Data to process —
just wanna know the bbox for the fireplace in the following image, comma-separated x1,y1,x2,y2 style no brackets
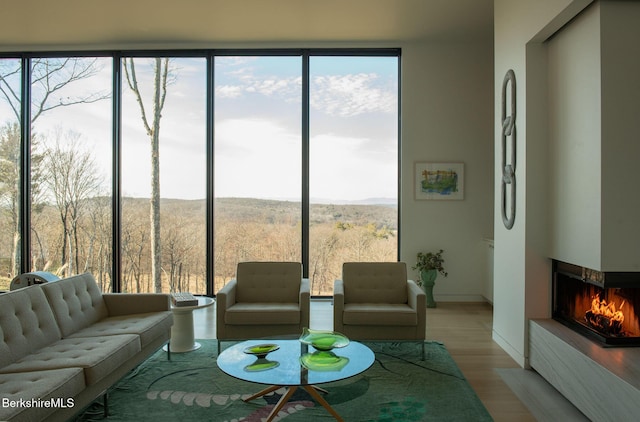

...

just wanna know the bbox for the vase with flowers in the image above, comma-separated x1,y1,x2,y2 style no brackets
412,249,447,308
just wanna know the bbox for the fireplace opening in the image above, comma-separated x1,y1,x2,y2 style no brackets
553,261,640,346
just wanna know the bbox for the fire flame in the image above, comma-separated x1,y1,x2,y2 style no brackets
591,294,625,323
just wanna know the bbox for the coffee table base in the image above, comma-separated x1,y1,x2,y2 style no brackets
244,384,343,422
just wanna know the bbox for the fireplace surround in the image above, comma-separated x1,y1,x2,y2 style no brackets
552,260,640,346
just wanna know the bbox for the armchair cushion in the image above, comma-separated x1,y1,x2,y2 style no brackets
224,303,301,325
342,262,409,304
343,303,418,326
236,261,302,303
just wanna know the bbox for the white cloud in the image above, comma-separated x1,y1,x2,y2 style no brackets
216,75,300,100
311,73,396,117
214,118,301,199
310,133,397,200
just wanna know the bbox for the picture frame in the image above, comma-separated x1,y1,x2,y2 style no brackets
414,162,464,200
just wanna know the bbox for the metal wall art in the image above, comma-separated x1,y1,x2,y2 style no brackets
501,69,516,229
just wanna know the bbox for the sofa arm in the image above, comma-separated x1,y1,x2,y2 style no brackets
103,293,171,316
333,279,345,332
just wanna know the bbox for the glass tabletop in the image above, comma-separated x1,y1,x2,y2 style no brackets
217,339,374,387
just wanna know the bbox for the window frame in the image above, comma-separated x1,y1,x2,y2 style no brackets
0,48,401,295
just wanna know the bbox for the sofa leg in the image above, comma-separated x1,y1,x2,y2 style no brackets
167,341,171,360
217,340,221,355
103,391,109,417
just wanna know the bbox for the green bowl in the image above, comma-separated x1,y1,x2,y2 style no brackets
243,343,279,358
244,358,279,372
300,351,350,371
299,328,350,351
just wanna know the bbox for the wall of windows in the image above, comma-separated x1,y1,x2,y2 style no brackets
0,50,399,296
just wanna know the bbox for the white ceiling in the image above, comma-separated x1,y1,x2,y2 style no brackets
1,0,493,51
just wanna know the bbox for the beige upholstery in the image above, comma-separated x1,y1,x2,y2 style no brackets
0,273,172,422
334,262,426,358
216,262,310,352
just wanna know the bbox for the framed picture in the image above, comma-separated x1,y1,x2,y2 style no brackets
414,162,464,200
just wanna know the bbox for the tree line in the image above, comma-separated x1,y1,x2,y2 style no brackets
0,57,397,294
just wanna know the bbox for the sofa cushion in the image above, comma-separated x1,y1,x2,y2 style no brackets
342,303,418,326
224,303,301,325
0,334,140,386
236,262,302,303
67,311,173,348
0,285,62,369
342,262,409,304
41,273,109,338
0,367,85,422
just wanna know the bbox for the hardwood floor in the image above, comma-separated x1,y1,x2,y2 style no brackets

What is being asked — Begin with the line above that has "just wanna know the bbox for the white ceiling" and continue through the line that has "just wanna know the bbox for the hardwood", setting each one down exactly. Stop there.

Solution to the exercise —
just wanna know the bbox for the white ceiling in the image above, comma-separated x1,y1,x2,y2 style no brackets
1,0,493,51
just wanna know the bbox for the beige upholstery in the image above, comma-separated x1,y1,x2,y2 style no brackets
0,273,172,422
334,262,426,358
216,262,310,352
just wanna know the bbox for the framed picture in the image above, comma-separated x1,y1,x2,y2 style no brackets
414,162,464,200
just wanna know the bbox for the tree line in the image above, comma-separated x1,y1,x2,y2 style no brackets
0,57,397,294
just wanna know the bbox for the sofa cushion in the image above, comma-separated x1,y1,x2,y2 style no brackets
342,303,418,326
224,303,301,325
0,334,140,386
236,262,302,303
67,311,173,348
0,285,62,369
342,262,409,304
41,273,109,338
0,367,85,422
just wanna know the bbox for the hardwood floor in the image above, comma-separated x1,y1,x2,y2 style no brackets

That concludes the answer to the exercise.